= To do =
Line by line, copy all of the data exactly.

= Data provided =

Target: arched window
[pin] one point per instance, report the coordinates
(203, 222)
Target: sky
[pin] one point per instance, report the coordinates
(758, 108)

= Result for this exercise =
Target: arched window
[pin] one point per instance, report the coordinates
(203, 222)
Target: sky
[pin] one point per instance, report the coordinates
(758, 108)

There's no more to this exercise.